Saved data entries

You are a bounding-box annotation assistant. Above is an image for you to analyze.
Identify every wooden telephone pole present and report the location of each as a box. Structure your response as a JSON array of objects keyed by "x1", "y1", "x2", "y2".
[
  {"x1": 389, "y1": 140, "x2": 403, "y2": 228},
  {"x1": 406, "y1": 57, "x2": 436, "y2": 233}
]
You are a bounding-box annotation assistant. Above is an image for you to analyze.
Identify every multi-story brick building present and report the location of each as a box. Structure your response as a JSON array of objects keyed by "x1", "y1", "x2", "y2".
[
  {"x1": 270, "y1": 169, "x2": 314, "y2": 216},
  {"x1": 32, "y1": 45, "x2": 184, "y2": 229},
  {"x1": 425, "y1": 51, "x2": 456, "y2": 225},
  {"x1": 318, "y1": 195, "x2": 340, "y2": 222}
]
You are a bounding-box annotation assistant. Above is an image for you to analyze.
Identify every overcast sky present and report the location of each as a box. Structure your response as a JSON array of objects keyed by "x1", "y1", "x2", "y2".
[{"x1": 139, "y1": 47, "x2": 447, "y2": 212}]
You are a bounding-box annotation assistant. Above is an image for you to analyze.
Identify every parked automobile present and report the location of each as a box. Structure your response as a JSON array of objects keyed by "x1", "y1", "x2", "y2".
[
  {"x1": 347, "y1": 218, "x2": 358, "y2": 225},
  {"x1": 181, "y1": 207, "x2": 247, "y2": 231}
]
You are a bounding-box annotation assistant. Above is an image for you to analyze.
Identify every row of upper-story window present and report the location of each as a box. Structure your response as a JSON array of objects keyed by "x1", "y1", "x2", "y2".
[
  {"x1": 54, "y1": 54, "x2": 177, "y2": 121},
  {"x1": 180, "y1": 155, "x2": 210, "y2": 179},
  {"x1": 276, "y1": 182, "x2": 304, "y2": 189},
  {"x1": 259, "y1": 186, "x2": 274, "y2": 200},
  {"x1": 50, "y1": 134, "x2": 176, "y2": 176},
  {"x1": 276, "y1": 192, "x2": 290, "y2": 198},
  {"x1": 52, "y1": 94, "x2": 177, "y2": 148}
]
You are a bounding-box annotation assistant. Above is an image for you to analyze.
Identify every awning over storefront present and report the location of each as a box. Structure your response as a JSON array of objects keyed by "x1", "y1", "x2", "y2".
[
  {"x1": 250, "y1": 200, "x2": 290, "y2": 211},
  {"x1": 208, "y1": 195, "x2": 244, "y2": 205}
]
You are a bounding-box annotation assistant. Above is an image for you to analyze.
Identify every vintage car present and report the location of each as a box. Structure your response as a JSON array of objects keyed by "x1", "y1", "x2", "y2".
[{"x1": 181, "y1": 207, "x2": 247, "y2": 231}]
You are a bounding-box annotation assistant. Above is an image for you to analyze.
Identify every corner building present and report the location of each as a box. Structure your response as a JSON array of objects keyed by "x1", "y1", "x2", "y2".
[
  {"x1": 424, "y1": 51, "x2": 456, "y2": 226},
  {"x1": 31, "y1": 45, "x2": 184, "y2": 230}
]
==
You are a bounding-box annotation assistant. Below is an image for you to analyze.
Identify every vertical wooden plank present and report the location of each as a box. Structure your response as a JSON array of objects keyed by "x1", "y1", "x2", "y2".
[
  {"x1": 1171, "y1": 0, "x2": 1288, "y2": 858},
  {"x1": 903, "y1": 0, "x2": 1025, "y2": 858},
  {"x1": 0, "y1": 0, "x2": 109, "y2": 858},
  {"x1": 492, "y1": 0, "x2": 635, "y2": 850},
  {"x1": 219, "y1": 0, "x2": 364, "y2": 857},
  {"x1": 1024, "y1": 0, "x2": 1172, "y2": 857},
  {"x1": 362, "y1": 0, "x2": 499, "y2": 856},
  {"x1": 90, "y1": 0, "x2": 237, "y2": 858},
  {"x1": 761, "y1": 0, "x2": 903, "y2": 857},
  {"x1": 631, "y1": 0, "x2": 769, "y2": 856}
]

Request
Gather every line in the saved data entries above that contains the string "story", matching case exactly.

Solution below
Identify every multi-story brick building present and report the location of each as a box. Structure your response as a JSON array of objects keyed by "x1", "y1", "x2", "y2".
Identify every row of upper-story window present and report the location of each as a box. Structure your response as a JSON array of objects keyed by "x1", "y1", "x2", "y2".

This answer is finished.